### REQUIRED WORK
1. Translate the following sentence from the forum post into Spanish: "She made me feel young again and we started dating and eventually left the cruise ships."
2. Reproduce the portion of the forum post starting at "Apologies for the" and ending at "the cruise ships.", without any alteration.

### GIVEN PASSAGE
- - -

# Caught between a rock and a hard place :(



## Sm4llville (23 d ago)

Apologies for the long post and if this is not posted in the correct section..
I've been married for 16 years, we've been together for 20 and like all marriages we've had our ups and downs, tears and joy, good and bad times but now I am sadly at a point were i am right in the middle of what i should do as either way I still would not be happy..
When we 1st met, i was working on a cruise ship personal training and for months in my contract I've not had any attraction to any other girl. When my wife came on I instantly was drawn to her, her outward look on life, energy, free spirit, highly confident and fun to be with. I was 30 and she was 23 at the time. She made me feel young again and we started dating and eventually left the cruise ships.

Please don't be harsh on me for this.

We've all had previous relationships, sex, close friends etc, my past consists of sleeping with 2 people and also having a bit of fun with another 2 ..The 1st time i slept with someone was when i was 15
In the beginning my wife said that she had slept with 14 people, i was very surprised and shocked at the same time, she 1st had sex when she was 13.

We had great sex for a few years after we were married, had a few ups and downs were she went through an ectopic pregnancy and then also found out after we could not have kids, tied IVF which did not work and also took a toll on her so we decided to not try again, i wanted to adopt and still do but she says the kids will all be hard work, either disturbed, abused, from drug abuse families so i've not went any further with that..
After that her eyes were a problem for a few years and we finally got that sorted out, then she slowly became quiet, guarded and was not the same person I knew and met, fell in love with
We decided not to try IVF again or adoption as she said it was very painful, going through an ectopic and then being told you can't have children.

- - -

### DATASET CONTENT
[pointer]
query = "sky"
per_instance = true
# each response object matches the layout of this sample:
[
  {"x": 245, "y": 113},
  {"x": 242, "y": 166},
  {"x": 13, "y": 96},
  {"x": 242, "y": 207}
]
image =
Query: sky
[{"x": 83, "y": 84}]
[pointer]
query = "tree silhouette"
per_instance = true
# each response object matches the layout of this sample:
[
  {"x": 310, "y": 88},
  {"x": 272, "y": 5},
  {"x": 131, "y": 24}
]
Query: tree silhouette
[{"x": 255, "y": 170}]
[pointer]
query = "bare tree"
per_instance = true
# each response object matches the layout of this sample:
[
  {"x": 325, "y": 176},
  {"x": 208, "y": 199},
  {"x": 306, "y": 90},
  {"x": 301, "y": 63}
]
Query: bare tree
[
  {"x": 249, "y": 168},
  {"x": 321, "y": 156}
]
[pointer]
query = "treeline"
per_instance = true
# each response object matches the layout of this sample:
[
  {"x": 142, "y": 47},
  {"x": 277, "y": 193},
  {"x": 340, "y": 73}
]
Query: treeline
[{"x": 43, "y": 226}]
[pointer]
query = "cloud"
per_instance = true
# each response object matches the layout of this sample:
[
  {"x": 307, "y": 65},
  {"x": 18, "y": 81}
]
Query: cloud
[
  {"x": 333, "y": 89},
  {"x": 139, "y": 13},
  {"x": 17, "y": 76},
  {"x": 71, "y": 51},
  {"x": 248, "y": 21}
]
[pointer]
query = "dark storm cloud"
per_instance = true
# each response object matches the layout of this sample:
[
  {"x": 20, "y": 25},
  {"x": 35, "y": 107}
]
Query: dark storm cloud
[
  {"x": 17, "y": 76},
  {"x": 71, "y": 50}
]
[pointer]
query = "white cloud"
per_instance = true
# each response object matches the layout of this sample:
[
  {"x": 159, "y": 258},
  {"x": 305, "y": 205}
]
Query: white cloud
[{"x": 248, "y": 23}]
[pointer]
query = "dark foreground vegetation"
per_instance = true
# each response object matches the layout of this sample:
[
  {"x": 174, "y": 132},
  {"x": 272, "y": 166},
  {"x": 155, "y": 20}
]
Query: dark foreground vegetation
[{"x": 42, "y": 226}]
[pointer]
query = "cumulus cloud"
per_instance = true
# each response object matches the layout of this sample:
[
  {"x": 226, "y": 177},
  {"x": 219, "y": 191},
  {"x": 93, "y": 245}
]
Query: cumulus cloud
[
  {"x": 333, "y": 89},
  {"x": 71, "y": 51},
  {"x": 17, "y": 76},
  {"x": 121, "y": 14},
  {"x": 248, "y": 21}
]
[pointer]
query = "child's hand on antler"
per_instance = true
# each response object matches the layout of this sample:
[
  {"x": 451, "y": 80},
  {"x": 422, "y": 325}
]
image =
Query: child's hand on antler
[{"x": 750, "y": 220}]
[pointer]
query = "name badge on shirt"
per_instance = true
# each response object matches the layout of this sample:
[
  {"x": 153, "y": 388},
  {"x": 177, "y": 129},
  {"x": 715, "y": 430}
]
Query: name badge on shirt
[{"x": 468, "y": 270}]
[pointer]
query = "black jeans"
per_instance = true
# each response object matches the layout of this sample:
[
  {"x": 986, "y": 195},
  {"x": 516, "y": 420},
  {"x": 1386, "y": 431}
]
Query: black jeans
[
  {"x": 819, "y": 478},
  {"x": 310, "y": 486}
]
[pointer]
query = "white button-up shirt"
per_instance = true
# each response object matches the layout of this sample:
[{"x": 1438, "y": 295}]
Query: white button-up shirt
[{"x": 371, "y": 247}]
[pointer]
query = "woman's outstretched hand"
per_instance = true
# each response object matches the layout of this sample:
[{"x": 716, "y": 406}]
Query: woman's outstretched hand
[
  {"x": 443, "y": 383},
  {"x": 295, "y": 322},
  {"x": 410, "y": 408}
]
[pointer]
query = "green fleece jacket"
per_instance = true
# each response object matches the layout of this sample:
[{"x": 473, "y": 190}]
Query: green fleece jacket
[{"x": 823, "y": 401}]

- - -

### RESPONSES FOR EACH TASK
1. Ella me hizo sentir joven de nuevo, empezamos a salir y, con el tiempo, dejamos los cruceros.

2.
Apologies for the long post and if this is not posted in the correct section..
I've been married for 16 years, we've been together for 20 and like all marriages we've had our ups and downs, tears and joy, good and bad times but now I am sadly at a point were i am right in the middle of what i should do as either way I still would not be happy..
When we 1st met, i was working on a cruise ship personal training and for months in my contract I've not had any attraction to any other girl. When my wife came on I instantly was drawn to her, her outward look on life, energy, free spirit, highly confident and fun to be with. I was 30 and she was 23 at the time. She made me feel young again and we started dating and eventually left the cruise ships.